**Selection:**

┄┄┄┄┄┄┄┄┄┄┄┄┄┄┄┄┄┄┄┄

FFI Feature: Vaughn. Coleman. History.

This feature will be published in the football game-day program for Brown on October 27, 2023.
 
by Joe Juliano
 
On a sunny, warm, early autumn day 50 years ago at Franklin Field, a pair of quarterbacks went through their pre-game warmups for their opening game of the 1973 Ivy League season unaware they were about to enter college football's record books.
 
Neither Penn's Martin Vaughn nor Brown's Dennis Coleman realized there would be anything special about the October 6 game beyond the fact that both were making their first career starts for their respective teams. Coleman was particularly excited about the fact that his grandmother would be attending the game along with about 50 family members and friends from the nearby suburb of Darby, Pa., his hometown.
 
But as the game went on, one that would result in a 28-20 Penn victory, the impact of what was happening became clearer. The players for both teams—especially those on the defensive side of the football—realized that both starting quarterbacks were African American, the first such pairing in Ivy League history.

┄┄┄┄┄┄┄┄┄┄┄┄┄┄┄┄┄┄┄┄

**Records shown:**
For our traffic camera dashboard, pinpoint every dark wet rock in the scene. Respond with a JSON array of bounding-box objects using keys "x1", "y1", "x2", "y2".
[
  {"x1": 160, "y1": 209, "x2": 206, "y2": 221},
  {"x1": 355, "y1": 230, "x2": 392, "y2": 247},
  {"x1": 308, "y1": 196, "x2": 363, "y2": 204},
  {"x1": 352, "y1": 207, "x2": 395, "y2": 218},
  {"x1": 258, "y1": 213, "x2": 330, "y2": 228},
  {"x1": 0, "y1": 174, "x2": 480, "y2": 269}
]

┄┄┄┄┄┄┄┄┄┄┄┄┄┄┄┄┄┄┄┄

**Required work:**
(A) In the football feature, what was the final score of the October 6 game?
(B) Put every line of the records, not the football feature, into a Markdown table with the columns Row and Line, skipping blank lines.

**Outputs for the tasks:**
(A) Penn won, 28-20.

(B)
| Row | Line |
|---|---|
| 1 | For our traffic camera dashboard, pinpoint every dark wet rock in the scene. Respond with a JSON array of bounding-box objects using keys "x1", "y1", "x2", "y2". |
| 2 | [ |
| 3 |   {"x1": 160, "y1": 209, "x2": 206, "y2": 221}, |
| 4 |   {"x1": 355, "y1": 230, "x2": 392, "y2": 247}, |
| 5 |   {"x1": 308, "y1": 196, "x2": 363, "y2": 204}, |
| 6 |   {"x1": 352, "y1": 207, "x2": 395, "y2": 218}, |
| 7 |   {"x1": 258, "y1": 213, "x2": 330, "y2": 228}, |
| 8 |   {"x1": 0, "y1": 174, "x2": 480, "y2": 269} |
| 9 | ] |